OBJECTIVE »
Give back every one of the lines below word for word, changing nothing.

RECORDS FOR THE EXERCISE »
================================

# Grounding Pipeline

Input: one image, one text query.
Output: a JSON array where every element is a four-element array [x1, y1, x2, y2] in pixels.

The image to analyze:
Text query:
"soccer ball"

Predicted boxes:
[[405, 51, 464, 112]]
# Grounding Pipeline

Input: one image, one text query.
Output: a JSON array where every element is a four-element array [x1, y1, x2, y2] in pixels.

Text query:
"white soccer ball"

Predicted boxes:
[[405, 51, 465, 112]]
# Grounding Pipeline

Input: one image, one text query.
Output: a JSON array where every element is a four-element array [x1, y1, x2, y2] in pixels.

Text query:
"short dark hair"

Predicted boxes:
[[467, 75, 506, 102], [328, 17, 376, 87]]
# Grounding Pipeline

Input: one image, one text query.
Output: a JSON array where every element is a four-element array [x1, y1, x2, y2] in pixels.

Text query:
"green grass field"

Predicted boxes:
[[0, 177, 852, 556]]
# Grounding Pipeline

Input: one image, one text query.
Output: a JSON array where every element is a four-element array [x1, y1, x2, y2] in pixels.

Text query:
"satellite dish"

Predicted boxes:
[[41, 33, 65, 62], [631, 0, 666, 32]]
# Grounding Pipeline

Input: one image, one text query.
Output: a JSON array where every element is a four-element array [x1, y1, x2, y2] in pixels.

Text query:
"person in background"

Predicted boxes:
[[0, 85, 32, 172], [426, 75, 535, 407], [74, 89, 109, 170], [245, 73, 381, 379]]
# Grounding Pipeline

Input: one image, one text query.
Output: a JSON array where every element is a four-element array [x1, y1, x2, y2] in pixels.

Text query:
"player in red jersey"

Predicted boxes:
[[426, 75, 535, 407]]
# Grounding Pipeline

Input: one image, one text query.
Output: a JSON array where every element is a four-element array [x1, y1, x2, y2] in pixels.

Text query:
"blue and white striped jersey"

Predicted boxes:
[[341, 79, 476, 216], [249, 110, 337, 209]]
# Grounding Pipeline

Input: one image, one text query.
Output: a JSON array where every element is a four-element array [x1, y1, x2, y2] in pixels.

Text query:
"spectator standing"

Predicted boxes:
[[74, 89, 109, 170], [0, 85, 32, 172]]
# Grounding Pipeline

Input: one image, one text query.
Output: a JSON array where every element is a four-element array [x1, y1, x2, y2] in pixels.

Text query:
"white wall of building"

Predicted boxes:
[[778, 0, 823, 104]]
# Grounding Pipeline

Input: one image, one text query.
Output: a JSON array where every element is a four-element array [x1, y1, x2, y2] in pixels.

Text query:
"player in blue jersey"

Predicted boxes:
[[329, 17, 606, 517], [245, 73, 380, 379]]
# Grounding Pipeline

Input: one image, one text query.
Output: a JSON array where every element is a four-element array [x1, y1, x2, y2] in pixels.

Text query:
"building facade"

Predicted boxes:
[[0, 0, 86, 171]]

================================

FINISHED TASK »
# Grounding Pipeline

Input: one image, one text query.
Output: a JSON array where every element is a four-element array [x1, y1, x2, y2] in pixels.

The image to analyze:
Text query:
"soccer ball"

Predicted boxes:
[[405, 51, 464, 112]]
# Grounding Pipeline

Input: one image, one text query.
Output: a JSON array where every element is a four-element array [x1, y1, x2, y2] in pixels.

Text query:
"white soccer ball"

Predicted boxes:
[[405, 51, 465, 112]]
# Grounding Pipeline

Input: one image, one text query.
Output: a JSON array where every element is a four-element array [x1, y1, x2, y2] in pixels.

Text query:
"short dark hair"

Predicted boxes:
[[467, 75, 506, 102], [328, 17, 376, 87]]
# Grounding Pipeline

Input: one image, one text query.
Output: a JSON array where every element is a four-element array [x1, y1, x2, y2] in pixels.

Text query:
"green grass field"

Predicted boxes:
[[0, 177, 852, 556]]
# Grounding Pipeline

Input: one image, one text query.
Output: a JSON array where every element is a four-element array [x1, y1, x2, y2] in pixels.

Text query:
"satellite dish"

Predicted boxes:
[[41, 33, 65, 62], [631, 0, 666, 32]]
# Grounding Pipeline

Input: one image, one text query.
Output: a JSON array where every element is a four-element array [x1, y1, x2, y2] in pixels.

Text query:
"person in background"

Predicted boxes:
[[0, 85, 32, 172], [426, 75, 535, 407], [74, 89, 109, 170], [245, 73, 381, 379]]
# Grounding Pipeline

Input: one image, one text query.
Output: a JSON array where every element is a four-element array [x1, y1, x2, y2] in pixels.

Text query:
"player in red jersey"

Predicted boxes:
[[426, 75, 535, 407]]
# Grounding Pipeline

Input: one image, one text query.
Output: a JSON array where every element is a four-element array [x1, y1, x2, y2] in pixels.

Text query:
"blue and white striped jersey"

Predicted boxes:
[[341, 79, 476, 216], [249, 110, 337, 209]]
# Grounding Pipeline

Input: one image, one text query.
Output: a JSON array where every element is a four-element array [x1, y1, x2, y2] in pixels.

Text query:
"spectator standing"

Predicted boxes:
[[74, 89, 109, 170], [0, 85, 32, 172]]
# Grounding Pipeline

Input: one image, one text query.
Output: a JSON array where every element is a four-element array [x1, y1, x2, y2] in pixels.

Text query:
"white wall of building"

Predicted boxes:
[[778, 0, 823, 104]]
# Grounding Pipeline

Input: one image, one text query.
Output: a JSON array where every element is a four-element array [x1, y1, x2, y2] in pixels.

Text query:
"player in blue jersey"

Predicted boxes:
[[329, 17, 606, 517], [245, 73, 380, 379]]
# Grounding Pipeline

Input: one image, one text query.
Output: a JSON array where every element is a four-element array [x1, y1, x2, y2] in pixels.

Text query:
"building facade"

Predicted boxes:
[[0, 0, 86, 171]]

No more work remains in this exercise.